**Work instruction**
What is needed is an exact repetition of the lines from the first one in the data through the line with "negative clicks: (654, 287)", with no pictures.

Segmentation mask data
****

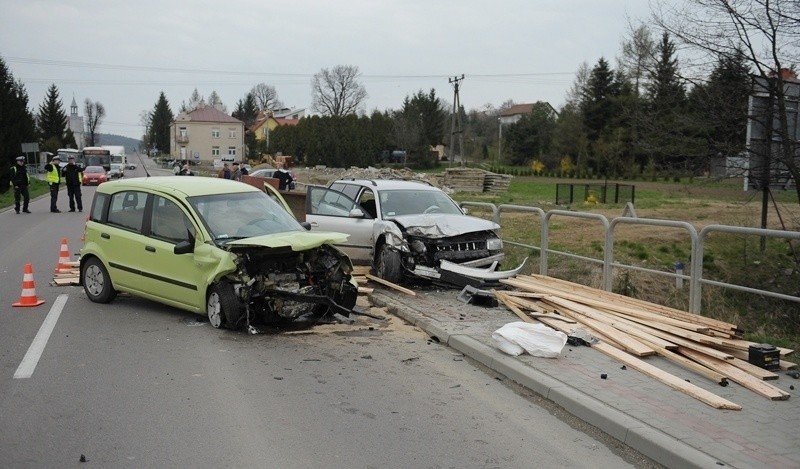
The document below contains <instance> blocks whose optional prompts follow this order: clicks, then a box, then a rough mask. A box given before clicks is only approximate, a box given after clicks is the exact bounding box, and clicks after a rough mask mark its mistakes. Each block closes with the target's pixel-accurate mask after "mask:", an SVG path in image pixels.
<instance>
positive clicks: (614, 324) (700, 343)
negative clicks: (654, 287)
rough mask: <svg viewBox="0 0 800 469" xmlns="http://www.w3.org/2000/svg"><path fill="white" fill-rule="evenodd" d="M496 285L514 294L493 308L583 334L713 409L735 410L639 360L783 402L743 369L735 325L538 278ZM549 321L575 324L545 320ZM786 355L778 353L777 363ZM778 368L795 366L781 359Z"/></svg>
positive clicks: (743, 368) (731, 406) (763, 376)
mask: <svg viewBox="0 0 800 469" xmlns="http://www.w3.org/2000/svg"><path fill="white" fill-rule="evenodd" d="M501 282H502V283H504V284H506V285H508V286H510V287H514V288H515V289H516V290H510V291H495V295H496V297H497V299H498V301H500V302H501V303H503V304H504V305H506V307H508V308H509V309H511V310H512V311H513V312H514V313H515V314H517V315H518V316H519V317H520V318H522V319H523V320H525V321H533V320H534V319H533V318H532V317H531V316H530V315H529V313H528V311H530V312H533V313H536V314H535V316H536V319H537V320H538V321H540V322H542V323H544V324H547V325H548V326H550V327H552V328H554V329H557V330H561V331H563V332H565V333H567V334H569V333H571V332H573V331H574V330H575V329H584V330H586V331H588V332H589V333H591V334H592V335H594V336H596V337H597V338H599V339H600V343H599V344H595V345H592V347H593V348H595V349H597V350H599V351H600V352H602V353H604V354H606V355H608V356H611V357H613V358H615V359H617V360H619V361H621V362H623V363H625V364H626V365H628V366H629V367H631V368H634V369H637V370H639V371H641V372H643V373H645V374H647V375H649V376H651V377H654V378H656V379H659V380H661V381H663V382H664V383H665V384H667V385H669V386H672V387H673V388H675V389H678V390H680V391H682V392H684V393H686V394H689V395H691V396H692V397H695V398H697V399H699V400H701V401H703V402H705V403H707V404H709V405H711V406H713V407H716V408H722V409H733V410H739V409H741V406H739V405H738V404H734V403H732V402H730V401H727V400H725V399H722V398H720V397H719V396H716V395H714V394H713V393H710V392H708V391H705V390H704V389H702V388H700V387H698V386H695V385H693V384H691V383H689V382H687V381H685V380H684V379H681V378H678V377H676V376H674V375H671V374H669V373H667V372H665V371H663V370H661V369H659V368H657V367H655V366H653V365H652V364H650V363H648V362H647V361H645V360H642V359H641V358H638V357H647V356H652V355H659V356H662V357H664V358H666V359H668V360H670V361H672V362H674V363H677V364H679V365H681V366H683V367H685V368H687V369H690V370H692V371H694V372H696V373H698V374H701V375H702V376H705V377H707V378H708V379H711V380H712V381H714V382H716V383H718V384H720V385H723V386H725V385H727V383H728V380H730V381H733V382H735V383H737V384H739V385H741V386H743V387H745V388H747V389H749V390H751V391H753V392H755V393H757V394H759V395H761V396H764V397H766V398H768V399H771V400H784V399H788V398H789V394H788V393H786V392H785V391H783V390H781V389H779V388H778V387H776V386H773V385H771V384H769V383H767V381H769V380H775V379H778V375H777V374H775V373H773V372H771V371H768V370H765V369H763V368H760V367H757V366H755V365H752V364H750V363H748V362H747V355H748V348H749V346H750V345H754V343H752V342H748V341H745V340H742V339H741V338H740V337H741V331H740V330H739V329H738V327H737V326H736V325H735V324H730V323H727V322H724V321H719V320H716V319H713V318H707V317H704V316H699V315H696V314H692V313H688V312H685V311H681V310H677V309H673V308H669V307H666V306H661V305H656V304H653V303H648V302H646V301H642V300H637V299H635V298H630V297H626V296H623V295H618V294H615V293H611V292H607V291H603V290H598V289H594V288H591V287H586V286H583V285H579V284H574V283H571V282H567V281H565V280H560V279H555V278H551V277H545V276H541V275H527V276H517V277H515V278H513V279H505V280H501ZM552 314H557V315H560V316H562V317H565V318H569V319H571V320H574V321H576V322H577V324H569V323H566V322H564V321H559V320H553V319H552V318H548V317H547V315H552ZM792 352H793V351H792V350H789V349H780V354H781V356H786V355H788V354H790V353H792ZM780 366H781V368H782V369H789V368H795V367H796V365H795V364H793V363H791V362H787V361H784V360H781V362H780Z"/></svg>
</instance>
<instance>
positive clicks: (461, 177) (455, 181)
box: [441, 168, 511, 194]
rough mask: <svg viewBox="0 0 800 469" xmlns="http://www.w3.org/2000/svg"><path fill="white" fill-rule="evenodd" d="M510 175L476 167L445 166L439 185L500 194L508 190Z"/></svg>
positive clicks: (462, 189) (481, 191)
mask: <svg viewBox="0 0 800 469" xmlns="http://www.w3.org/2000/svg"><path fill="white" fill-rule="evenodd" d="M510 183H511V176H509V175H507V174H497V173H493V172H491V171H486V170H483V169H476V168H447V169H446V170H445V172H444V175H443V176H442V181H441V185H444V186H447V187H449V188H450V189H452V190H453V191H455V192H477V193H481V192H489V193H492V194H502V193H504V192H506V191H508V185H509V184H510Z"/></svg>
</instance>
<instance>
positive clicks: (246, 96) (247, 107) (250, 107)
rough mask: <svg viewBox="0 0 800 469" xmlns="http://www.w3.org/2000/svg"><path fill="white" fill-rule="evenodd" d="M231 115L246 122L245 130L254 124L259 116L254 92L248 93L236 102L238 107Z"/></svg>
mask: <svg viewBox="0 0 800 469" xmlns="http://www.w3.org/2000/svg"><path fill="white" fill-rule="evenodd" d="M231 116H232V117H235V118H237V119H239V120H240V121H242V122H244V128H245V130H246V129H247V128H249V127H250V126H251V125H253V123H254V122H255V121H256V118H257V117H258V104H257V103H256V98H255V96H253V93H247V95H246V96H245V97H244V99H240V100H239V101H237V102H236V109H235V110H234V111H233V114H231Z"/></svg>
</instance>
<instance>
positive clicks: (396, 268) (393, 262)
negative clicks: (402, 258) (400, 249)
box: [375, 244, 403, 283]
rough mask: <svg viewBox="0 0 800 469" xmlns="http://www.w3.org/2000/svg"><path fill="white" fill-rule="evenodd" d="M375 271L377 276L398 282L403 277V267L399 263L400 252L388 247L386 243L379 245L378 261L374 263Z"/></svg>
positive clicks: (390, 281) (398, 281) (388, 246)
mask: <svg viewBox="0 0 800 469" xmlns="http://www.w3.org/2000/svg"><path fill="white" fill-rule="evenodd" d="M375 271H376V272H377V273H378V277H380V278H382V279H384V280H388V281H390V282H392V283H398V282H400V280H401V279H402V278H403V268H402V265H401V259H400V253H399V252H397V251H395V250H394V249H392V248H391V247H389V245H388V244H383V245H381V248H380V250H379V251H378V262H377V263H376V264H375Z"/></svg>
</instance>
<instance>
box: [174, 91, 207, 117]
mask: <svg viewBox="0 0 800 469" xmlns="http://www.w3.org/2000/svg"><path fill="white" fill-rule="evenodd" d="M203 103H205V101H204V100H203V95H201V94H200V92H199V91H197V88H195V89H194V91H192V95H191V96H190V97H189V102H186V101H181V107H180V109H179V112H187V113H188V112H192V111H194V110H195V109H197V108H198V107H200V105H201V104H203Z"/></svg>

****

**Solution for this problem**
The document below contains <instance> blocks whose optional prompts follow this order: clicks, then a box, then a rough mask. A box given before clicks is only approximate, a box given after clicks is the exact bounding box, and clicks after a rough mask mark its mistakes. Each block closes with the target's pixel-accurate mask after "mask:", an SVG path in image pixels.
<instance>
positive clicks: (614, 324) (700, 343)
negative clicks: (654, 287)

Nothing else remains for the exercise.